[Stored items]
- - - - -

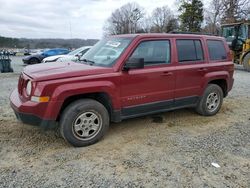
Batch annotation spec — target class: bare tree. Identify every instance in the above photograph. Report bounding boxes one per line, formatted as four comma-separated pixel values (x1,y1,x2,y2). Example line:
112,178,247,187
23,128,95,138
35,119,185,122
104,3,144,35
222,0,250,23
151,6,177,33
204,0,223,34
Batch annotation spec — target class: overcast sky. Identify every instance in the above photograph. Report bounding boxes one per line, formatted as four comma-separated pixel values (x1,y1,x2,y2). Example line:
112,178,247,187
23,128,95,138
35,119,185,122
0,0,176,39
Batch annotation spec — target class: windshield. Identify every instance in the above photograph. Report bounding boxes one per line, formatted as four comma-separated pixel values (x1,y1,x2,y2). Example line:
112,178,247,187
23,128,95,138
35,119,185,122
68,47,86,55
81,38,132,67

- - - - -

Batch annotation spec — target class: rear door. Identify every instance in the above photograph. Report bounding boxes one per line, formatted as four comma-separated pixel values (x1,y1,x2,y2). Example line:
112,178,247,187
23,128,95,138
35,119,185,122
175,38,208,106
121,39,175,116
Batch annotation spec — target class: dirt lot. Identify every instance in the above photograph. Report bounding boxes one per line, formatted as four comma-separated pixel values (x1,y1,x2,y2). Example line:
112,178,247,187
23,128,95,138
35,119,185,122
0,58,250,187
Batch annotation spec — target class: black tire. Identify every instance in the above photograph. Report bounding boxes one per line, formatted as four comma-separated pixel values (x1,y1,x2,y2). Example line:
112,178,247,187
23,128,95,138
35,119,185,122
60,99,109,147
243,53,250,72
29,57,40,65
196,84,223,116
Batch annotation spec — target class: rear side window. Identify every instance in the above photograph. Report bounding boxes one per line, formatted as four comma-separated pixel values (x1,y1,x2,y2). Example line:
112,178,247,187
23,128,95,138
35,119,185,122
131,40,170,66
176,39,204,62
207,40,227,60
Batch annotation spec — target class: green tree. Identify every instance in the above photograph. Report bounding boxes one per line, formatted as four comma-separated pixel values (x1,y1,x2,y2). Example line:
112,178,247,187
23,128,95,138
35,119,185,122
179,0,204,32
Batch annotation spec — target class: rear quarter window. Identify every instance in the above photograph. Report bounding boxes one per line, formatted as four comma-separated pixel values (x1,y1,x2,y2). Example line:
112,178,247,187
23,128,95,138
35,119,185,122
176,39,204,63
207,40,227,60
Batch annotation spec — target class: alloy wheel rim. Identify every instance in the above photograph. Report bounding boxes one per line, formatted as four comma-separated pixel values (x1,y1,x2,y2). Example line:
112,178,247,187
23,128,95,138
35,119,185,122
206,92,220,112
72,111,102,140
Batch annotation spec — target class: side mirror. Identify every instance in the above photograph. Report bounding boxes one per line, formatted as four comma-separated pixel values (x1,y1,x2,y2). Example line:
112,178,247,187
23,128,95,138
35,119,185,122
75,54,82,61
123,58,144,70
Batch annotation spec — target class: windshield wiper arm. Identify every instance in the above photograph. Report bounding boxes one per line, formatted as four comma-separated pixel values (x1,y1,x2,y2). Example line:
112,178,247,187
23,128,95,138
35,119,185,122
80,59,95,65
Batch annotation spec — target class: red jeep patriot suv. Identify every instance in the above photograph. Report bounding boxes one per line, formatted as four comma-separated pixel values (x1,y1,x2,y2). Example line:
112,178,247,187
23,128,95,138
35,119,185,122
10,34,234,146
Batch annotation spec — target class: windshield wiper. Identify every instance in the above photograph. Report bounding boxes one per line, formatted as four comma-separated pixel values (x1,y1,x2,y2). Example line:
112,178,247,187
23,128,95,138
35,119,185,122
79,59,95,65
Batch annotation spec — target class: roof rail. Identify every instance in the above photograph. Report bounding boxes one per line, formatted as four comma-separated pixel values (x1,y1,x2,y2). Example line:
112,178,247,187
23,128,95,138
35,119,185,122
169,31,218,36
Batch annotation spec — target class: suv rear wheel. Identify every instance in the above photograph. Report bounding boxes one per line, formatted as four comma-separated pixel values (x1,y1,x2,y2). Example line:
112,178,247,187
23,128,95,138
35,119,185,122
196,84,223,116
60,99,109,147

- - - - -

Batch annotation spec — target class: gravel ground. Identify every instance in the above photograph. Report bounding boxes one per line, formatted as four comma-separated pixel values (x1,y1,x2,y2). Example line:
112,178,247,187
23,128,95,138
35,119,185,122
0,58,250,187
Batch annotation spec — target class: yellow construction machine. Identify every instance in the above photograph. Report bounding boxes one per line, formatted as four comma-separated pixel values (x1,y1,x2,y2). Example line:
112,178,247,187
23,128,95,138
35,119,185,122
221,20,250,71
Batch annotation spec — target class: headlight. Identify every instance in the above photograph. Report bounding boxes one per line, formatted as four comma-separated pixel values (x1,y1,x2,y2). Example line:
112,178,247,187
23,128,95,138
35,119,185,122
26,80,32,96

- - - - -

Written problem
Update the stretch from the line containing "Batch annotation spec — target class: bare" through the line containing "204,0,223,34" by replacing "comma-separated" with "comma-delimited" and leaving everything else unchanged. Return only those lines.

Worked answer
Batch annotation spec — target class: bare tree. Identify every instance in the above photograph. Report bounding boxes one per line, formatted as four comma-delimited pixel values (x1,y1,x2,y2). Example line:
112,178,247,187
23,128,95,138
35,119,185,122
104,3,144,35
222,0,250,23
151,6,177,33
204,0,223,34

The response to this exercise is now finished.